• Your objective
Your answer should be the lines of the material that include the word "positive".
====
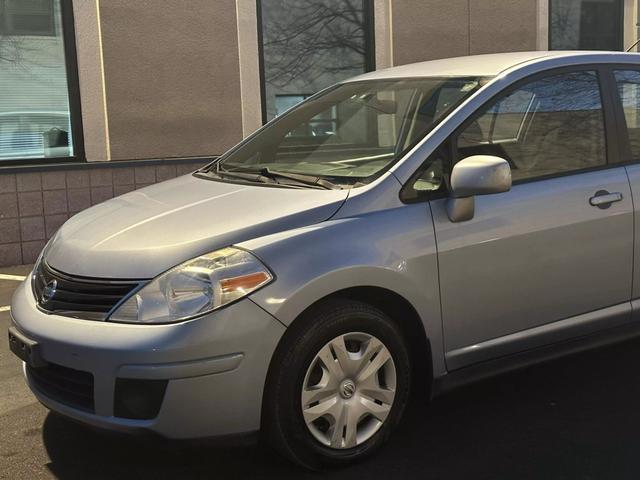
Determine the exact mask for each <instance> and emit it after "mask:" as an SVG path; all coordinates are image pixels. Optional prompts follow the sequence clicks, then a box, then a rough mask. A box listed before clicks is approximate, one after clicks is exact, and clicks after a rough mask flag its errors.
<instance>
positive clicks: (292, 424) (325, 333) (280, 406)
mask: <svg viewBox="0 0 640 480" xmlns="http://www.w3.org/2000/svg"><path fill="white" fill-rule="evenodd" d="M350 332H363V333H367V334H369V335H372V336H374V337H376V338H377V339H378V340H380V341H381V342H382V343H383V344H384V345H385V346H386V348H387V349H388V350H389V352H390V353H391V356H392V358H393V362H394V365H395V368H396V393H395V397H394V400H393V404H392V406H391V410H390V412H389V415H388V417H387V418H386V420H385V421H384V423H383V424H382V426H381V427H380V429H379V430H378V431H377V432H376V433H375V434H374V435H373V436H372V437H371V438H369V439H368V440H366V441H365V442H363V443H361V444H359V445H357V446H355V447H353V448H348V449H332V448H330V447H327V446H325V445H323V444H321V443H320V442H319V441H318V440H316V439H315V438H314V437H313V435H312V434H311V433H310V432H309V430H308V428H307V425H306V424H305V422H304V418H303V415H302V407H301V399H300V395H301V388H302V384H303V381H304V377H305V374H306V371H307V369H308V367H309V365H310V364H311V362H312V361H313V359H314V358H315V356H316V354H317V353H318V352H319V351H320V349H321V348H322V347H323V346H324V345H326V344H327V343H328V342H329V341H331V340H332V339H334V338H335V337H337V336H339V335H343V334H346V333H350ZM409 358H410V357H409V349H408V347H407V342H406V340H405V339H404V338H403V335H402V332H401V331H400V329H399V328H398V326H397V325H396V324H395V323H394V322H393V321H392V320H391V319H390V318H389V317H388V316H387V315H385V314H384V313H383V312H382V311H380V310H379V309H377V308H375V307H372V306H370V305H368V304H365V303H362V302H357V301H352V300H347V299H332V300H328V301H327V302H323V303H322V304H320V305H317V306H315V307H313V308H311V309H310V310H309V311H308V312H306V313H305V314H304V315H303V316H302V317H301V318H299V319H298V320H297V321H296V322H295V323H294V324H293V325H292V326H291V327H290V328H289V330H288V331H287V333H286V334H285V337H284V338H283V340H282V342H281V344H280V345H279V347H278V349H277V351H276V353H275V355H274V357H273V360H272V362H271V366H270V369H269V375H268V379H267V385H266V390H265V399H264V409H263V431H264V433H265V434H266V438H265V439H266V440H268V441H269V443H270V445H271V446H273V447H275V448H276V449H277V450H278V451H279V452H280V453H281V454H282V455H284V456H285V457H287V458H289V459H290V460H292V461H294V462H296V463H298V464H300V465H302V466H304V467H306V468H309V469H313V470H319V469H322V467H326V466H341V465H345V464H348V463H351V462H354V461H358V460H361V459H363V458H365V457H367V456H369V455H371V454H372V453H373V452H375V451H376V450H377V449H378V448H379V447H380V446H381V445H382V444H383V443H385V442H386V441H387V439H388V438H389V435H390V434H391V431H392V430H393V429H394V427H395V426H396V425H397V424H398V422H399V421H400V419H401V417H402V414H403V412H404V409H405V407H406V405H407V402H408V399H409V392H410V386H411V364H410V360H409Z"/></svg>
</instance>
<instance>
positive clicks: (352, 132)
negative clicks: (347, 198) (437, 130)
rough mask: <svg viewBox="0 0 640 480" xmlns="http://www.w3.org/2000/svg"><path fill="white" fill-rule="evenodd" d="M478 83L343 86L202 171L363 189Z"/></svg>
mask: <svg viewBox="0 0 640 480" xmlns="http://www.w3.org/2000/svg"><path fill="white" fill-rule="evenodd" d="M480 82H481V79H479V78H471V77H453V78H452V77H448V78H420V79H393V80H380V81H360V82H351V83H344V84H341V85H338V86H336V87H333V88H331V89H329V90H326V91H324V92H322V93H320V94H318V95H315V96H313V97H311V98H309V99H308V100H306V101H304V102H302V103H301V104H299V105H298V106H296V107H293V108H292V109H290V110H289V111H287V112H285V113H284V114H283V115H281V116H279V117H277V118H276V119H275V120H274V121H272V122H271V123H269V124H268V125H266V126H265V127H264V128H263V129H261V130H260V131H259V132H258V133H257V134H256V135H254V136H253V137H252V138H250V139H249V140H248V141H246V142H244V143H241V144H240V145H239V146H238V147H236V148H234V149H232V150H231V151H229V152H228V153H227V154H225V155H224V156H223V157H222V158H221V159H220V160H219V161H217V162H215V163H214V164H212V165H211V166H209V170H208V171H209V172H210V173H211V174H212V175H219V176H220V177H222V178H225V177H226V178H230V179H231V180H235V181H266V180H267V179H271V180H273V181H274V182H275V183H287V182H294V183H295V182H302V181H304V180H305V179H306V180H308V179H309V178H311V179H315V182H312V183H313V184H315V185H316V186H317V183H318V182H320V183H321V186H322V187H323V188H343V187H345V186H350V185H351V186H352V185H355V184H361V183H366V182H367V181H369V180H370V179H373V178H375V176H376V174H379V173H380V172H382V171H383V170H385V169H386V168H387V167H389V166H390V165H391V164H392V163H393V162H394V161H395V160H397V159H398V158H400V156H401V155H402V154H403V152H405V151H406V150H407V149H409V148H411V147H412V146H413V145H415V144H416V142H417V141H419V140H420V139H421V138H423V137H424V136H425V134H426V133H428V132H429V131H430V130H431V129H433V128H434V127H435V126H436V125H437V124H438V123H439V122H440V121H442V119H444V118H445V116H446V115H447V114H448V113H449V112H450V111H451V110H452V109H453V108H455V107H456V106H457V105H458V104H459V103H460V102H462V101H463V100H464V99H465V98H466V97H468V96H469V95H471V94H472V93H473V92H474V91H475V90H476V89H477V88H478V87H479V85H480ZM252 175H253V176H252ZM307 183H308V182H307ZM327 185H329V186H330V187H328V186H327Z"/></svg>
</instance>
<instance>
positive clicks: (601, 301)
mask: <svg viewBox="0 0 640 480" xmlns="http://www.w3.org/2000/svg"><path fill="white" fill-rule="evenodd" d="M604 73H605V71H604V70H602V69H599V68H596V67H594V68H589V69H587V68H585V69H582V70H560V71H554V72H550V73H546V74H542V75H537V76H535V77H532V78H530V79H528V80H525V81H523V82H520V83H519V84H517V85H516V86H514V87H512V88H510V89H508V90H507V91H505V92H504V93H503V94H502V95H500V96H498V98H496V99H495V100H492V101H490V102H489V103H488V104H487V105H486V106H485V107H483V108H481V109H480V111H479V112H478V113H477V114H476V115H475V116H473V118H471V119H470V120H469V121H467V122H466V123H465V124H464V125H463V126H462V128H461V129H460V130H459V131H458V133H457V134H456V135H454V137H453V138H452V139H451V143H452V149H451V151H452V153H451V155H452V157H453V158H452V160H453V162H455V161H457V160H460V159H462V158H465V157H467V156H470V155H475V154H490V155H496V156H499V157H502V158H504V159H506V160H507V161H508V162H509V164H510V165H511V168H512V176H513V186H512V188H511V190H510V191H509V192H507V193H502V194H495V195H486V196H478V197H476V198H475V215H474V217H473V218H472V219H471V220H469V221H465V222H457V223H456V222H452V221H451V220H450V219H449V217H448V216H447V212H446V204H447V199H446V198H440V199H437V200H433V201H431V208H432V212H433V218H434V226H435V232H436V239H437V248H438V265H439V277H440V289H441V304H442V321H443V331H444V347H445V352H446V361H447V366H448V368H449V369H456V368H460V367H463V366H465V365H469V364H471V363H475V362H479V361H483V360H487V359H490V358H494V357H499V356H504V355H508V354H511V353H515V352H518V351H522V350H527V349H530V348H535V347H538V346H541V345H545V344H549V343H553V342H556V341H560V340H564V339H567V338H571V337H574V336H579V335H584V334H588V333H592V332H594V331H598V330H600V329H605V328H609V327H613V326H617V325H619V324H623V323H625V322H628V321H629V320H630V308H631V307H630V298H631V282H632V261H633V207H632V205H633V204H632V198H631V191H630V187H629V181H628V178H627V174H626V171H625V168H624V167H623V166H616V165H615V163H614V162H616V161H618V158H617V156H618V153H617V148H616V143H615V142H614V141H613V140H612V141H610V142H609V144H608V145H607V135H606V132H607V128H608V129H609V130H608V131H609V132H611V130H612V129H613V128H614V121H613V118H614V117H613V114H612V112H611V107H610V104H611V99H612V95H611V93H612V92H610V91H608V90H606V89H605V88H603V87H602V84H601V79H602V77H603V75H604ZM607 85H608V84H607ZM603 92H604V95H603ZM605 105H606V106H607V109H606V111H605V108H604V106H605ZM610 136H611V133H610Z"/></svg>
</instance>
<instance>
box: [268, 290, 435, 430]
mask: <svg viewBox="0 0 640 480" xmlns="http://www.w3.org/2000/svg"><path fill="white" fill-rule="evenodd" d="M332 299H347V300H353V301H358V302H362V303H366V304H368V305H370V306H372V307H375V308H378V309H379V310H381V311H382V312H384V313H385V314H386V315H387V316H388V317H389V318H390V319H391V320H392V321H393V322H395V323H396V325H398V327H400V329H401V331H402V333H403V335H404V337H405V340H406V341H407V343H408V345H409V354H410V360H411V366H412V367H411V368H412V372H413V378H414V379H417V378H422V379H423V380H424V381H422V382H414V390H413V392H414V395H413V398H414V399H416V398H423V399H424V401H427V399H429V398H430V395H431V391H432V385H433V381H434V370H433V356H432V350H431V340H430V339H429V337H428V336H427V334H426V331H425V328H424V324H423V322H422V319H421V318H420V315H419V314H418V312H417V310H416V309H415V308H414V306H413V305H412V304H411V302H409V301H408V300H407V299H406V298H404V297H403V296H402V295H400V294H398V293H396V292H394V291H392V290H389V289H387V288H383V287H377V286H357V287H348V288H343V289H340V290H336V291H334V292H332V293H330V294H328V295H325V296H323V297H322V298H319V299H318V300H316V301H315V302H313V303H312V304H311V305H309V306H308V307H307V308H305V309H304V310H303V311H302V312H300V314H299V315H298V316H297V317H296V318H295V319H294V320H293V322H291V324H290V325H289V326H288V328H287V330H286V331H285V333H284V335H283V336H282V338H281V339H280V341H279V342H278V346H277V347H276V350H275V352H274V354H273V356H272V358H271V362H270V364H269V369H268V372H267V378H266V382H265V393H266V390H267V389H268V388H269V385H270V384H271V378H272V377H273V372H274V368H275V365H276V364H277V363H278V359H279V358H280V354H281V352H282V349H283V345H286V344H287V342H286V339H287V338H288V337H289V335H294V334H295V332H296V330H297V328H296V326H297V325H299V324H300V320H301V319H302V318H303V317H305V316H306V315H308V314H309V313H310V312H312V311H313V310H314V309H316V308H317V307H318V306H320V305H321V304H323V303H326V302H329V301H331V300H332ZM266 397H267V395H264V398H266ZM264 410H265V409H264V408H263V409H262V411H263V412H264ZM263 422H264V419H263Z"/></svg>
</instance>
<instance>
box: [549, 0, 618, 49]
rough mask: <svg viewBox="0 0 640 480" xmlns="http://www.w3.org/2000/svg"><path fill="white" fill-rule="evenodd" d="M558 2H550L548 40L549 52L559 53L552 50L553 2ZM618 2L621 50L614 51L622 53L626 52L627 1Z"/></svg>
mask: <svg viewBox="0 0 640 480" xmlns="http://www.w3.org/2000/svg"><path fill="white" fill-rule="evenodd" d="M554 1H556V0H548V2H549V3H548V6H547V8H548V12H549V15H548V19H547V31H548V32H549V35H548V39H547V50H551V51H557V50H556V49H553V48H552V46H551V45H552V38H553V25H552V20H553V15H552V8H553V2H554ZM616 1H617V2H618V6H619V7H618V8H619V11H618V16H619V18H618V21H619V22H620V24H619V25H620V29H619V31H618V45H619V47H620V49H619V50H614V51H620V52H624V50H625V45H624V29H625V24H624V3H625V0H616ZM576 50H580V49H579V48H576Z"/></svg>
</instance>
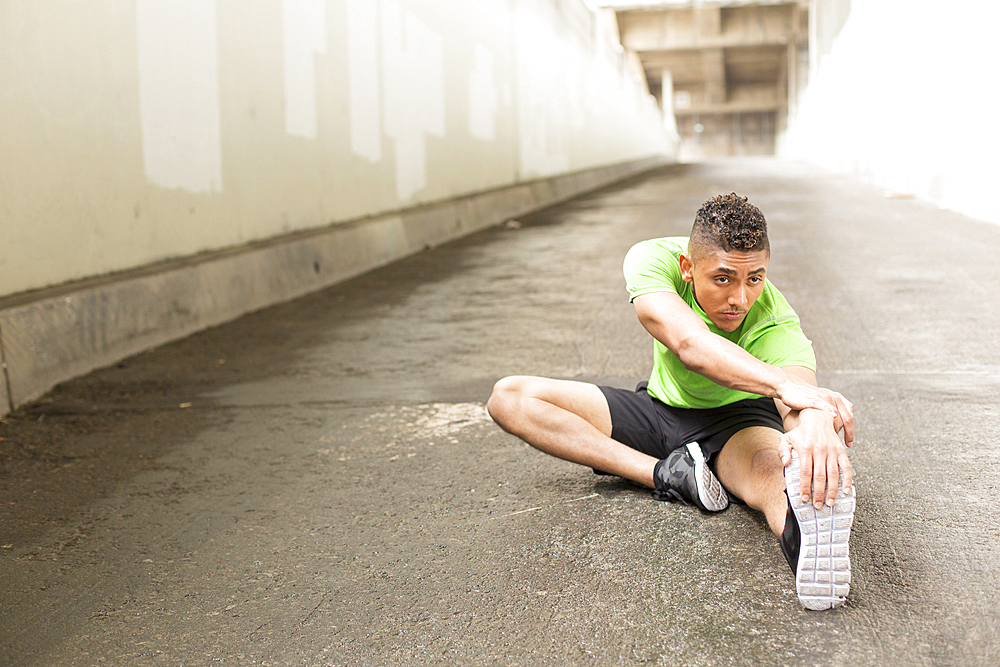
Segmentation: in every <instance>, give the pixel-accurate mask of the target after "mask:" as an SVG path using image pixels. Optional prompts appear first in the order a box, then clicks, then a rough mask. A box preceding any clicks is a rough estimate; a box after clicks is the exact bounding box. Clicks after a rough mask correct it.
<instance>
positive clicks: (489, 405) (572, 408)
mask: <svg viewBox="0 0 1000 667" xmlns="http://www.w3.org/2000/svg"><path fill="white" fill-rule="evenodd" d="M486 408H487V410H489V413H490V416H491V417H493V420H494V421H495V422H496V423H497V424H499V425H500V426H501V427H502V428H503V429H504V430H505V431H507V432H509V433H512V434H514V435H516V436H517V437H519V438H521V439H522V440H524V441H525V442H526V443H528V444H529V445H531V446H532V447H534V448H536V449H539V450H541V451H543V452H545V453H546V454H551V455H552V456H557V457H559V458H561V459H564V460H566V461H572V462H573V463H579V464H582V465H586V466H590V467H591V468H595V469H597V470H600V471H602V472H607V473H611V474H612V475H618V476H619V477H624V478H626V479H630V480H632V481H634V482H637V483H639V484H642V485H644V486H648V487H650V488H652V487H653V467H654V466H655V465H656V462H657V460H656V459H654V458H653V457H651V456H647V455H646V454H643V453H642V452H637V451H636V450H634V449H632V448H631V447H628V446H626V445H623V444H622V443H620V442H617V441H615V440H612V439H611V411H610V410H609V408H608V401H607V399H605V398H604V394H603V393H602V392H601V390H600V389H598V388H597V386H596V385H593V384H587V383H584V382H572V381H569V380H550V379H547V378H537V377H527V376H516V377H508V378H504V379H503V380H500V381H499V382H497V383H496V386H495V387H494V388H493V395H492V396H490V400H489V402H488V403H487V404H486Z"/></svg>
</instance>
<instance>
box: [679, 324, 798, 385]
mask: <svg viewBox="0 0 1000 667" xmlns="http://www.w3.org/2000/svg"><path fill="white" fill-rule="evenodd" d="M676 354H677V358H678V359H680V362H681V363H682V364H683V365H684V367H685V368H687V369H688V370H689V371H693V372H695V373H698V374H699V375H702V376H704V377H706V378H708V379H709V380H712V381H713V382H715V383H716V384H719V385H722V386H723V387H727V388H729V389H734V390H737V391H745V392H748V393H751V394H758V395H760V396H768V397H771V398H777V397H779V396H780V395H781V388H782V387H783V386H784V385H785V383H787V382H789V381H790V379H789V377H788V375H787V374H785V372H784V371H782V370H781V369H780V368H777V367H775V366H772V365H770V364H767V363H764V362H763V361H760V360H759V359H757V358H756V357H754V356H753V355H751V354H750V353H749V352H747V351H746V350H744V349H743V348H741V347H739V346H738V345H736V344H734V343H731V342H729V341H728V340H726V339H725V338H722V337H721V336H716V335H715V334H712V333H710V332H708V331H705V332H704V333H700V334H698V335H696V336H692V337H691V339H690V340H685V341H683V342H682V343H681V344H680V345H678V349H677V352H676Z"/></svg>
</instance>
====
• Task solution
positive clicks: (292, 424) (325, 333) (280, 406)
positive clicks: (352, 132)
positive clicks: (601, 301)
positive clicks: (489, 405) (572, 408)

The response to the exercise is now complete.